### Provided information
————

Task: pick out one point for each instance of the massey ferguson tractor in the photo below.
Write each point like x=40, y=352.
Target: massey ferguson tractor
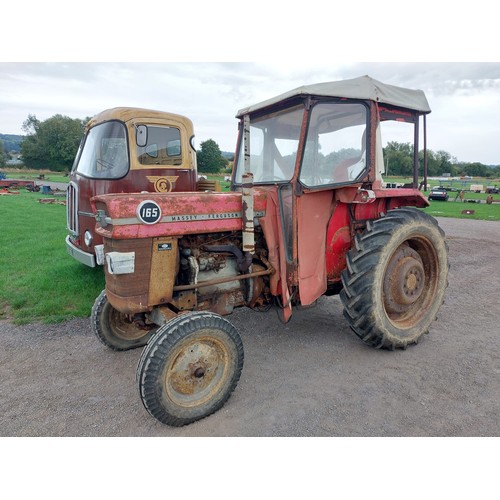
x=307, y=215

————

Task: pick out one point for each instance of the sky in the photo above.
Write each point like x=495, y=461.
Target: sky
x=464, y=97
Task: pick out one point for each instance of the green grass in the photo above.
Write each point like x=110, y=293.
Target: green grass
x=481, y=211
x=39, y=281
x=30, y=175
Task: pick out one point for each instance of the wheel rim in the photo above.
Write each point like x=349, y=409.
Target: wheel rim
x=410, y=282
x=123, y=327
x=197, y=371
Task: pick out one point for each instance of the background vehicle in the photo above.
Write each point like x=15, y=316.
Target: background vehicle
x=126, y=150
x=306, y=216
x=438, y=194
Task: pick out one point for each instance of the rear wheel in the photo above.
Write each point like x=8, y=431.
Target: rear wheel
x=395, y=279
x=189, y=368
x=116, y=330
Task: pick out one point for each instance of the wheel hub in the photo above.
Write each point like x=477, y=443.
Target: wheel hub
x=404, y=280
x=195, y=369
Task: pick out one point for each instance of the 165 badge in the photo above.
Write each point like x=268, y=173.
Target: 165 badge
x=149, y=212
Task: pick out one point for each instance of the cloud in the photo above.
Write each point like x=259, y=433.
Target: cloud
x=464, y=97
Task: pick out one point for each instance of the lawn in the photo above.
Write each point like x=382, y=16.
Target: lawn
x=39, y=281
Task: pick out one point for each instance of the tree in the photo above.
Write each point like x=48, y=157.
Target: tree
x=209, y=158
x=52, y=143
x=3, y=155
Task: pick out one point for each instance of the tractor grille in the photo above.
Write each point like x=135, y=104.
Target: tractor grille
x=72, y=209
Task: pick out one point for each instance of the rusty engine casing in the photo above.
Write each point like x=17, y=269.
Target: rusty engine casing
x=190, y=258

————

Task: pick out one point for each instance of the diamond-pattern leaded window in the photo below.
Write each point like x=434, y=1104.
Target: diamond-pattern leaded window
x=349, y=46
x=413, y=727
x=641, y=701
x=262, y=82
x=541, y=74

————

### Problem details
Rewrite part of the material as a Markdown table with the columns "Row" and "Line", giving each line its own numbered row and leaving out blank lines. Begin at the line that contains "Task: pick out one point for each instance of the tractor" and stop after the line that contains "x=190, y=258".

### Response below
| Row | Line |
|---|---|
| 1 | Task: pick out one point for each instance of the tractor grille in the photo above. |
| 2 | Write each point like x=135, y=104. |
| 3 | Target: tractor grille |
| 4 | x=72, y=209 |
| 5 | Task: pick out one point for each instance of the rusty engine casing in the photo above. |
| 6 | Write each point like x=17, y=269. |
| 7 | Target: rusty engine casing |
| 8 | x=190, y=258 |